Set exercise A:
Answer these questions about the forum thread below:
(i) Which language does the first commenter say many other courses use instead of IPython Notebook?
(ii) Which course does the first commenter name as still being in that language?
(iii) Where was the second commenter when they took the class?

Quoted passage:
►

Monte Carlo Methods, Stochastic Optimization - antman
http://am207.org/
======
guru_meditation
I heartily recommend the notebooks published in this course as excellent
_applied_ reference material to estimation and optimization.

I love it how code and coursework are intermingled, reminiscing me of Knuth's
Literate Programming [1]

My beef with many other courses offered (including Coursera) is that they use
Matlab when it's clearly advantageous to use IPython Notebook as a better
experimenting environment. For example, Daphne Koeller's PGM course[2] is
still in Matlab and no matter what you do the code looks extremely clumsy and
hard to read. N.B. I wrote tens of thousands of lines of Matlab code,
including GUI programs, but that does not mean it's a good language to use
especially in cases like this.

[1]
[http://en.wikipedia.org/wiki/Literate_programming](http://en.wikipedia.org/wiki/Literate_programming)

[2] [https://www.coursera.org/course/pgm](https://www.coursera.org/course/pgm)

------
jrbancel
I took this class when I was in graduate school at Harvard. The methods
introduced in this course can be used in virtually every domain. I think
everyone involved with some sort of data processing should have at least
minimal knowledge of Bayesian inference, simulated annealing, data
augmentation, sampling, etc...

◄

Data shown:
►

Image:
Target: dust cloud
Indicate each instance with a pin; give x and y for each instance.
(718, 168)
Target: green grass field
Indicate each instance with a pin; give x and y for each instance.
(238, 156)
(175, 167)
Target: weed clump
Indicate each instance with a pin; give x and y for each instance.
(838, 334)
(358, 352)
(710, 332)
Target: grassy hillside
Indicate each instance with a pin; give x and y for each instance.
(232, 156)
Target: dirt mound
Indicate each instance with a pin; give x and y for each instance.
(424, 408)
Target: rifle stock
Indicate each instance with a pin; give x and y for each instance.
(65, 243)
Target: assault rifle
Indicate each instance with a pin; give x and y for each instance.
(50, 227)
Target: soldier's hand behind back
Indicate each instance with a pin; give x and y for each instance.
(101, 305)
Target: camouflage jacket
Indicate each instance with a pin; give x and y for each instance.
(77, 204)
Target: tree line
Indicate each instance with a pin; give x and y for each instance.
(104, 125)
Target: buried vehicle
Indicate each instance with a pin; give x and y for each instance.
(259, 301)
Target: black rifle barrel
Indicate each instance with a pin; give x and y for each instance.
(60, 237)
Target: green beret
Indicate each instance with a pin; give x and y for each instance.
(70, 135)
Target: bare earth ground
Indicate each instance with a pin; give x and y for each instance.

◄
►

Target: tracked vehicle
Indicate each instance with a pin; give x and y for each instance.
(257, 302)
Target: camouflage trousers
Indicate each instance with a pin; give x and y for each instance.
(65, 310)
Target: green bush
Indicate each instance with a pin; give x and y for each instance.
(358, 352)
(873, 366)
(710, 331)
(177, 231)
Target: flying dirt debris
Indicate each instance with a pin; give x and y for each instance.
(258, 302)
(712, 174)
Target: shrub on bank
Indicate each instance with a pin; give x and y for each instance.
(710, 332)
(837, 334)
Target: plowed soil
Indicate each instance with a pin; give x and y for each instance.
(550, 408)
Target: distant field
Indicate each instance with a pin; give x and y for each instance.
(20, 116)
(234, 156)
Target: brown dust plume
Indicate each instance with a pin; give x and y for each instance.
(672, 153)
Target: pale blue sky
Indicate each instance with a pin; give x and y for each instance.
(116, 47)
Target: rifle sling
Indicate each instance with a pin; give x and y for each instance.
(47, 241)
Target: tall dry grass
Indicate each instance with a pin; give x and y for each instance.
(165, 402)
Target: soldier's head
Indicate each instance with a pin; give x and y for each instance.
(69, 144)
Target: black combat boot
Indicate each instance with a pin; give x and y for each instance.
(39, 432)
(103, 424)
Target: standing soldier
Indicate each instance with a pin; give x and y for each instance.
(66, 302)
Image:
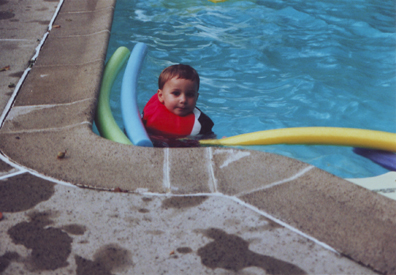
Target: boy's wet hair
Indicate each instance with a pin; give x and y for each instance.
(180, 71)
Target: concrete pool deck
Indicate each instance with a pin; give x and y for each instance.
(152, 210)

◄
►

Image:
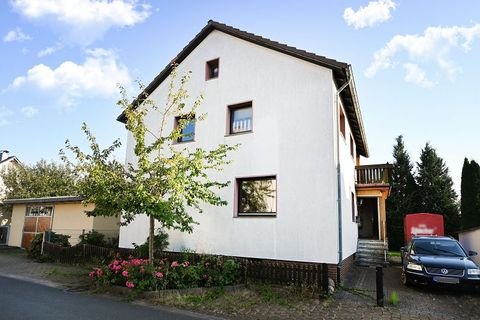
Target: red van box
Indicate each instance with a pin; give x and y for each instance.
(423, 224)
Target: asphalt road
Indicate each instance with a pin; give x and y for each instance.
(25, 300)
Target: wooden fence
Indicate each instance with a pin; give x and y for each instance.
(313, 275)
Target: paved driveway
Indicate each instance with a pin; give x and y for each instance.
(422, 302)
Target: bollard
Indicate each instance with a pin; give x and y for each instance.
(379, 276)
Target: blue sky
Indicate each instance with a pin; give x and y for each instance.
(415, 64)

◄

Set exercise B: List every line of the entries above that contains the word "dust".

Task answer A:
(i) Matlab.
(ii) Daphne Koeller's PGM course.
(iii) In graduate school at Harvard.

Task answer B:
Target: dust cloud
Target: brown dust plume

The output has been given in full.